_REQUIRED WORK_
(1) Answer these questions from the AIDS article:
(a) What share of world HIV cases is Asia projected to have by 2000?
(b) What two factors are named as hastening the spread of the disease in the region?
(c) What position does Peter Sullivan hold?
(2) Please rewrite the paragraph of the AIDS article beginning "MANILA (Reuter)" in a shorter form, keeping its main facts.
(3) Quote the stretch of the AIDS article from "AIDS epidemic seen" through "engine of growth.".

AIDS epidemic seen threatening `Asian promise'

MANILA (Reuter): The AIDS epidemic is threatening growth and progress in booming Asia, where 30 percent of world HIV cases are projected to be found by 2000, speakers at an Asian Development Bank-sponsored meeting said yesterday.

They said a large commercial sex industry and intravenous drug use were hastening the spread of the disease in the region, known as the world's engine of growth.

Although the severity of the threat of AIDS varies from country to country, the disease is bound to have serious economic and social costs, they said.

"The HIV epidemic is the enemy of 'Asian promise'," ADB Vice- President Peter Sullivan said at the start of a meeting of the ADB and the UN Development Program (UNDP) on the economic implications of HIV/AIDS.

"It threatens much of the progress that has been made over the past two decades and endangers economic growth in countries that have introduced growth-enhancing, economy-wide reforms only recently," he said.

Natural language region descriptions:
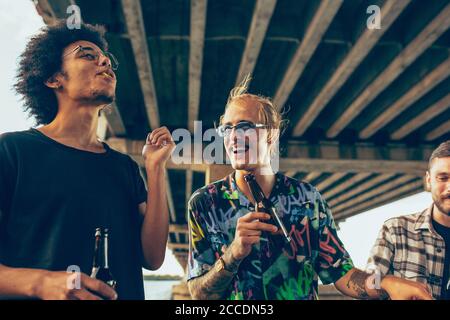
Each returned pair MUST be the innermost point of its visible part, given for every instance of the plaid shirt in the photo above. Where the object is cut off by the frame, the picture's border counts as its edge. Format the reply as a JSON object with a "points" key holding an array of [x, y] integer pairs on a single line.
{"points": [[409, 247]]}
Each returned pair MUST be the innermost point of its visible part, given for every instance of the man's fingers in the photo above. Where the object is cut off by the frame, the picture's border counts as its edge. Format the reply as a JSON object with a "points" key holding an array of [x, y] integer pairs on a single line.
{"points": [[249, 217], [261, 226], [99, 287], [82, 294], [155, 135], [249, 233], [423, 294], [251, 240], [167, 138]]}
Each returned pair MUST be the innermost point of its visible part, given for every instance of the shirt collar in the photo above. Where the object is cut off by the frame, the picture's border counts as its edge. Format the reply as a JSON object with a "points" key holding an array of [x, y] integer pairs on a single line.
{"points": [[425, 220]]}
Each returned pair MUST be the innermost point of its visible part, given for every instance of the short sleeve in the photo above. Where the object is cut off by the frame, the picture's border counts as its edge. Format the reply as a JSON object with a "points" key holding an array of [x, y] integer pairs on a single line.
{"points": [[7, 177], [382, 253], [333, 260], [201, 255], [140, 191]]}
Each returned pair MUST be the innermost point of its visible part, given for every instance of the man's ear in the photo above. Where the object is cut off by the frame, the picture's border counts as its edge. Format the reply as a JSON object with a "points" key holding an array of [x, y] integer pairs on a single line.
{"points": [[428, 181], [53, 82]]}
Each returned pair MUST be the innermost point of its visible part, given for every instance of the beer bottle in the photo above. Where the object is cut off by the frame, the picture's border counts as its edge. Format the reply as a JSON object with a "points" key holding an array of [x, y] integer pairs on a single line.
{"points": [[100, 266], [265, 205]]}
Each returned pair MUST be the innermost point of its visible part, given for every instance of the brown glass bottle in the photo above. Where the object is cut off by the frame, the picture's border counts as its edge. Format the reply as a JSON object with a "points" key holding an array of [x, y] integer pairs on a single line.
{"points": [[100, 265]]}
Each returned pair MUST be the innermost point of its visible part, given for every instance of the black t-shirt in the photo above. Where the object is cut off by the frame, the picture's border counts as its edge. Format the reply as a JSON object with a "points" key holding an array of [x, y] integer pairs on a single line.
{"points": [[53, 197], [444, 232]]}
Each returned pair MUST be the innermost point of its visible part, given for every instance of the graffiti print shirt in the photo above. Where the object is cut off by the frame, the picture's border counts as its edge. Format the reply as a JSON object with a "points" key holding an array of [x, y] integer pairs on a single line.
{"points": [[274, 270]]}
==
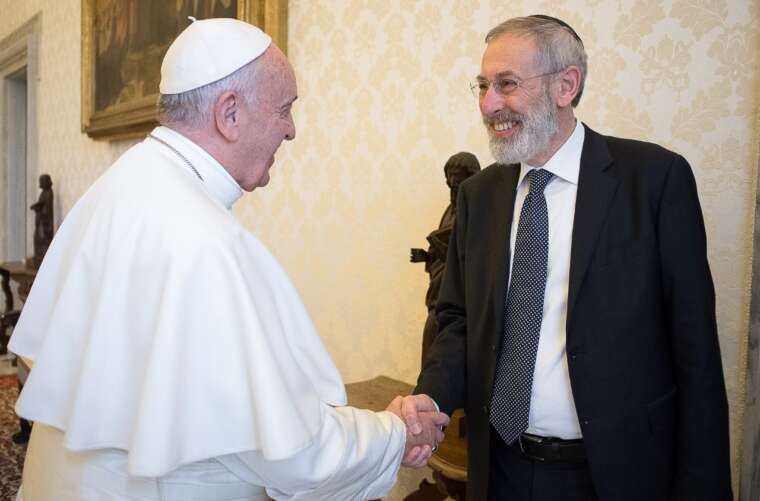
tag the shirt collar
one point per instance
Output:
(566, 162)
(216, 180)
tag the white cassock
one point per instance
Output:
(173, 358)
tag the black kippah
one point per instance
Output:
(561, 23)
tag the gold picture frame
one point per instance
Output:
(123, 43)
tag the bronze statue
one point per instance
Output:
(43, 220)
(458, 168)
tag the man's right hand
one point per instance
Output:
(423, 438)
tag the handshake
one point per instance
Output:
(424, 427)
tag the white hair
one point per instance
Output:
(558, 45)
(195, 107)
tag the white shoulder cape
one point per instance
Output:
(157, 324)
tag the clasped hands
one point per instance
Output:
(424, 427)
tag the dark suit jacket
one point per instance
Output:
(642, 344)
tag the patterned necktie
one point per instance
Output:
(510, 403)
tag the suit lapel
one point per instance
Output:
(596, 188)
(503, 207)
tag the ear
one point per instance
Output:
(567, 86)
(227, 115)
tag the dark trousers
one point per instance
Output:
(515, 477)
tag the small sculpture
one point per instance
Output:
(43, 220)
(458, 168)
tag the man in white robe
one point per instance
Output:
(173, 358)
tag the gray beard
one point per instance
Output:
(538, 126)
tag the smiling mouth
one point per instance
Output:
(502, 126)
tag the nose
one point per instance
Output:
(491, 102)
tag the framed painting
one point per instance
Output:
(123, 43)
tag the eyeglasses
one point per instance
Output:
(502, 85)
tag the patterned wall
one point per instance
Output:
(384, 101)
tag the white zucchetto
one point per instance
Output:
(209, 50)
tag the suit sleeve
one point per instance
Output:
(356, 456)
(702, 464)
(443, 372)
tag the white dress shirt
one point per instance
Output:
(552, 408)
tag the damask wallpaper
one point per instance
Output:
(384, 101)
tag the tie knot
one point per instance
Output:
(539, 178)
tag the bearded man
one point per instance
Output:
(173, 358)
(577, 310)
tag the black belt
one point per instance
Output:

_TASK RESULTS_
(1)
(a) 30 percent
(b) A large commercial sex industry and intravenous drug use
(c) ADB Vice-President

(2) MANILA (Reuter): Speakers at an Asian Development Bank-sponsored meeting said yesterday that AIDS threatens growth and progress in booming Asia, which is projected to hold 30 percent of world HIV cases by 2000.

(3)
AIDS epidemic seen threatening `Asian promise'

MANILA (Reuter): The AIDS epidemic is threatening growth and progress in booming Asia, where 30 percent of world HIV cases are projected to be found by 2000, speakers at an Asian Development Bank-sponsored meeting said yesterday.

They said a large commercial sex industry and intravenous drug use were hastening the spread of the disease in the region, known as the world's engine of growth.